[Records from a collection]
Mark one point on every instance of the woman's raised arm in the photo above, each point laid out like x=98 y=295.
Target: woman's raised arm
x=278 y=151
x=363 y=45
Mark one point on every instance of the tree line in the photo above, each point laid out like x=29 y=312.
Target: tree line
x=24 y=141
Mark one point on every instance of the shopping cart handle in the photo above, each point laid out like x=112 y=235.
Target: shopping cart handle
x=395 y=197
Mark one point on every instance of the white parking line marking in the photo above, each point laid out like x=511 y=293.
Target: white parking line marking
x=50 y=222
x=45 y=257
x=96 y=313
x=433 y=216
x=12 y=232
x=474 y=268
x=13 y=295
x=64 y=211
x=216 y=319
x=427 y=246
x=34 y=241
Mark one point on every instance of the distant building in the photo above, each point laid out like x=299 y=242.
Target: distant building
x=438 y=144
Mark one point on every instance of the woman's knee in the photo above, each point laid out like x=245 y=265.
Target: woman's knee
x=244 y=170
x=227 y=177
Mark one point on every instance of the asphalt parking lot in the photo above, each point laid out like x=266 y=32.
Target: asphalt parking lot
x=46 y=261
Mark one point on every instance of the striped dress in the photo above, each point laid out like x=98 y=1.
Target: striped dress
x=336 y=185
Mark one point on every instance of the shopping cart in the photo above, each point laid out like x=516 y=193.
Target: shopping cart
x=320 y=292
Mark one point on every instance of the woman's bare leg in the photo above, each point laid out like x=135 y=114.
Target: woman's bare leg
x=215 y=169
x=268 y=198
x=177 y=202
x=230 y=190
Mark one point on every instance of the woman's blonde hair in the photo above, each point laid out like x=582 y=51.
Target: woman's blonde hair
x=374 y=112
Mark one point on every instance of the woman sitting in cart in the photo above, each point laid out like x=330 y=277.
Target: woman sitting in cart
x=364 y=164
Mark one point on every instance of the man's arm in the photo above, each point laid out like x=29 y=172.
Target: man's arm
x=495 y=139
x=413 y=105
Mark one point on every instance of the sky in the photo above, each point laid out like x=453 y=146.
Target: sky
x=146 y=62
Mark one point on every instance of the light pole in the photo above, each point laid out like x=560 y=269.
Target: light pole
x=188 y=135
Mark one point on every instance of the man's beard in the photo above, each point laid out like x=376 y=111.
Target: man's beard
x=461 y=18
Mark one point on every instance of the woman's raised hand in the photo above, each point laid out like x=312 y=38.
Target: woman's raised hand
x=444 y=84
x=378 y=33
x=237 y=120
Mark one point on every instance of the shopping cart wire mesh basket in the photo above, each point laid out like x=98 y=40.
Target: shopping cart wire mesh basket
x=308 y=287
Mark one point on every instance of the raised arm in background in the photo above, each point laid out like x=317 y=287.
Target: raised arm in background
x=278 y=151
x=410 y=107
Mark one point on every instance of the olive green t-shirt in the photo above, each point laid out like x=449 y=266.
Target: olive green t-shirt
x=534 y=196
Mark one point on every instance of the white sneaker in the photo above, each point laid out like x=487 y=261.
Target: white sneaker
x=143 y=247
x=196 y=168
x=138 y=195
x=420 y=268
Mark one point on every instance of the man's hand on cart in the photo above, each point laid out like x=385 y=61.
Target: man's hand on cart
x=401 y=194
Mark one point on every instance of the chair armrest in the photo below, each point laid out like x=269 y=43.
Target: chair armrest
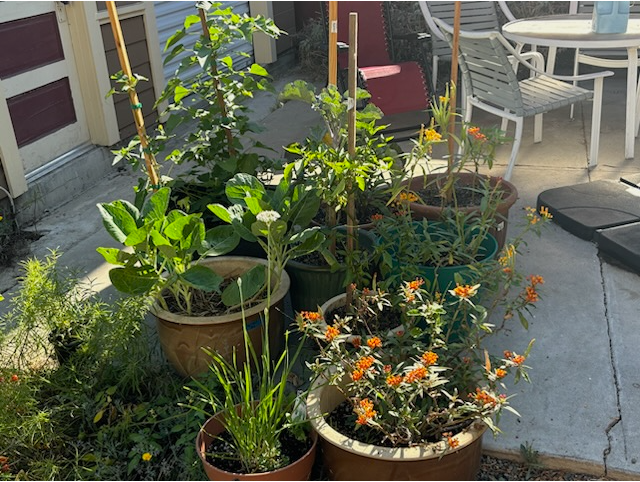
x=412 y=36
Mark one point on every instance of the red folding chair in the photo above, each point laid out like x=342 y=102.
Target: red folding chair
x=394 y=87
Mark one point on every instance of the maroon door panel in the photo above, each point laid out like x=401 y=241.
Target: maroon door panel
x=28 y=43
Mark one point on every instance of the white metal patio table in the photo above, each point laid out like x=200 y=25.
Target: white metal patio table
x=574 y=31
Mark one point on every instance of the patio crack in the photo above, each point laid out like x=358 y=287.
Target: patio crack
x=616 y=420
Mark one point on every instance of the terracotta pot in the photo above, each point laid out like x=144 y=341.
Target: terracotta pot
x=510 y=196
x=183 y=337
x=298 y=470
x=347 y=459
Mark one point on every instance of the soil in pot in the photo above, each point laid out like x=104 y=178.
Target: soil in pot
x=222 y=445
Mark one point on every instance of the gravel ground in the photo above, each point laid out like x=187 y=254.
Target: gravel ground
x=492 y=468
x=500 y=469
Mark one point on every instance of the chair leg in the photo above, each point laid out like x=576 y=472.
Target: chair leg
x=576 y=67
x=596 y=115
x=517 y=140
x=537 y=128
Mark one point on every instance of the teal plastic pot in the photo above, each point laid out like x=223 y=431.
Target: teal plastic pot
x=443 y=277
x=312 y=285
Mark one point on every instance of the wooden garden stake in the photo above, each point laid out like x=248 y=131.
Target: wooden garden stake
x=333 y=43
x=136 y=106
x=454 y=81
x=351 y=140
x=214 y=74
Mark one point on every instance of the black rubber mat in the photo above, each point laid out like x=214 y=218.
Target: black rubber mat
x=582 y=209
x=621 y=243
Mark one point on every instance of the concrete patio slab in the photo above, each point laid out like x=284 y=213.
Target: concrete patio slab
x=579 y=412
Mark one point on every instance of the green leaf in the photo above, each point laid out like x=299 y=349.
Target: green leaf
x=256 y=69
x=118 y=219
x=98 y=416
x=133 y=280
x=180 y=93
x=220 y=211
x=156 y=206
x=220 y=240
x=111 y=255
x=252 y=281
x=202 y=278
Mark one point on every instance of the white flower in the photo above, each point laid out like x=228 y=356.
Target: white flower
x=268 y=217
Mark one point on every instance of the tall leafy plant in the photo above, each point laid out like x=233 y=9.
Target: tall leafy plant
x=217 y=147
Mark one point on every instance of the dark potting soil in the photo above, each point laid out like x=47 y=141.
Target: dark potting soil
x=380 y=323
x=343 y=420
x=205 y=303
x=292 y=450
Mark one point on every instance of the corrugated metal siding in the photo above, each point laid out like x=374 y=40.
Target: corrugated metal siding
x=170 y=17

▸ Activity
Reproduce each line of the records above, exactly and without pictures.

▸ Exercise solution
Mark one point on every instance of the woman's raised arm in the photo above, each point laid out like x=98 y=295.
Target: woman's raised arm
x=278 y=151
x=363 y=45
Mark one point on every instance of the tree line in the photo above, each point laid out like x=29 y=312.
Target: tree line
x=24 y=141
Mark one point on every instance of the shopping cart handle in the photo above, each point laid out like x=112 y=235.
Target: shopping cart handle
x=395 y=197
Mark one point on every instance of the white parking line marking in the photo above, each point laid out like x=511 y=293.
Target: white parking line marking
x=50 y=222
x=45 y=257
x=96 y=313
x=433 y=216
x=12 y=232
x=474 y=268
x=13 y=295
x=64 y=211
x=216 y=319
x=427 y=246
x=34 y=241
Mark one point on every instance of the distant building in the photo above, each point laid out like x=299 y=242.
Target: distant building
x=438 y=144
Mark one point on every instance of the woman's knee in the photo above, each point laid out like x=245 y=265.
Target: woman's knee
x=244 y=170
x=227 y=177
Mark one point on every instance of the asphalt parking lot in the photo above, each point laid out like x=266 y=32.
Target: asphalt parking lot
x=46 y=261
Mark one point on every instance of the striped dress in the photo above, each point laid out like x=98 y=1.
Target: striped dress
x=336 y=185
Mark one point on every instance of the shopping cart in the photo above, each point laid out like x=516 y=193.
Target: shopping cart
x=320 y=292
Mark one point on every instance of the woman's bare leg in the photo above, each point laid out like x=135 y=114.
Target: woman's bare leg
x=215 y=169
x=268 y=198
x=177 y=202
x=230 y=190
Mark one point on every instance of the woman's blonde hair in the photo above, each point laid out like x=582 y=51.
Target: woman's blonde hair
x=374 y=112
Mark one point on every instance of the woman sitting in cart in the photo above, each point laid out like x=330 y=277.
Target: woman sitting in cart
x=364 y=164
Mark one point on every instance of the man's arm in the photo above, each point laid out like x=29 y=172.
Target: man's arm
x=495 y=139
x=413 y=105
Mark one point on every instance of the sky in the photo above, each point laid out like x=453 y=146.
Target: sky
x=146 y=62
Mark one point on every instance of the light pole in the photo above, each point laid out like x=560 y=269.
Target: light pole
x=188 y=135
Mark one point on every instance of the man's beard in the photo above, each point laid out like x=376 y=111.
Target: man's beard
x=461 y=18
Mark one point on every instance of the woman's raised hand in the photo above, each point laid out like x=312 y=38.
Target: woman's raised hand
x=444 y=84
x=378 y=33
x=237 y=120
Mark one point on every instance of the shopping cart wire mesh basket in the photo above, each point laid out like x=98 y=40.
Target: shopping cart wire mesh basket
x=308 y=287
Mark one point on every instance of the raised arm in background in the photo above, each point laid out like x=317 y=287.
Target: raised arm in background
x=278 y=151
x=410 y=107
Mark one point on every instance of the olive green t-shirt in the photo above, each point laid out like x=449 y=266.
Target: olive green t-shirt
x=534 y=196
Mark one point on every instance of the white sneaker in the photo above, each point laid out like x=487 y=261.
Target: white sneaker
x=143 y=247
x=196 y=168
x=138 y=195
x=420 y=268
Mark one point on every instance of the man's hand on cart in the photo above, each point laid out like x=385 y=61.
Target: man's hand on cart
x=401 y=194
Mark one point on every instance of the chair armrest in the photo below, each point laid out like x=269 y=43.
Target: chair armrest
x=412 y=36
Mark one point on every instance of the red folding chair in the photo above, each point laid out like x=342 y=102.
Target: red folding chair
x=394 y=87
Mark one point on every instance of the maroon door panel in the photo above, each point laid out like x=401 y=241.
Target: maroon door panel
x=28 y=43
Mark one point on every instance of the white metal patio table in the photo above, each point laid out like x=200 y=25.
Target: white metal patio table
x=574 y=31
Mark one point on every instance of the patio crack in the photo above, each point laid out like x=358 y=287.
Target: patio crack
x=616 y=420
Mark one point on every instance of the terracotta pot in the photo above, each point laid out like x=144 y=341.
Target: terracotta pot
x=510 y=196
x=183 y=337
x=298 y=470
x=347 y=459
Mark one point on every instance of the soil in pot in the photo above, each point laid out like x=104 y=178.
Target: soil in pot
x=222 y=445
Mark one point on every instance of the gravel ground in the photo above, each point laid out like x=187 y=254.
Target: gravel ground
x=492 y=468
x=500 y=469
Mark one point on every instance of the chair leg in the photo above, each point laid out like x=576 y=472.
Target: chair leg
x=576 y=67
x=596 y=115
x=517 y=140
x=537 y=128
Mark one point on every instance of the teal plastic pot in the photo above, each point laid out like x=223 y=431.
Target: teal plastic pot
x=443 y=277
x=312 y=285
Mark one point on every instance of the wooden garden stake in the photo above, each point laid out like x=248 y=131.
Target: wooden garden stake
x=333 y=43
x=136 y=106
x=454 y=81
x=351 y=140
x=214 y=74
Mark one point on every instance of the black rubber mat in the photo above, each point laid out like x=214 y=218.
Target: black rubber mat
x=582 y=209
x=621 y=243
Mark one point on every instance of the concrete patio slab in the photo above, each point laid out like x=284 y=213.
Target: concrete patio slab
x=579 y=412
Mark one point on every instance of the green leaf in the photo above, each point laid out like x=299 y=349.
Target: green leaf
x=256 y=69
x=118 y=219
x=98 y=416
x=133 y=280
x=180 y=93
x=220 y=211
x=156 y=206
x=220 y=240
x=111 y=255
x=252 y=281
x=202 y=278
Mark one point on every instance of the white flower in the photo above, each point laid out like x=228 y=356.
Target: white flower
x=268 y=217
Mark one point on every instance of the tall leafy plant in the photo above, each point laid out like x=233 y=9.
Target: tall leafy plant
x=217 y=147
Mark one point on every instance of the dark potting soil in the photo above, each point laid out like x=47 y=141.
Target: dark potting soil
x=380 y=323
x=343 y=420
x=205 y=303
x=292 y=450
Mark one point on every instance of the corrugated metal siding in the photo above, each point laid out like x=374 y=40.
Target: corrugated metal siding
x=170 y=17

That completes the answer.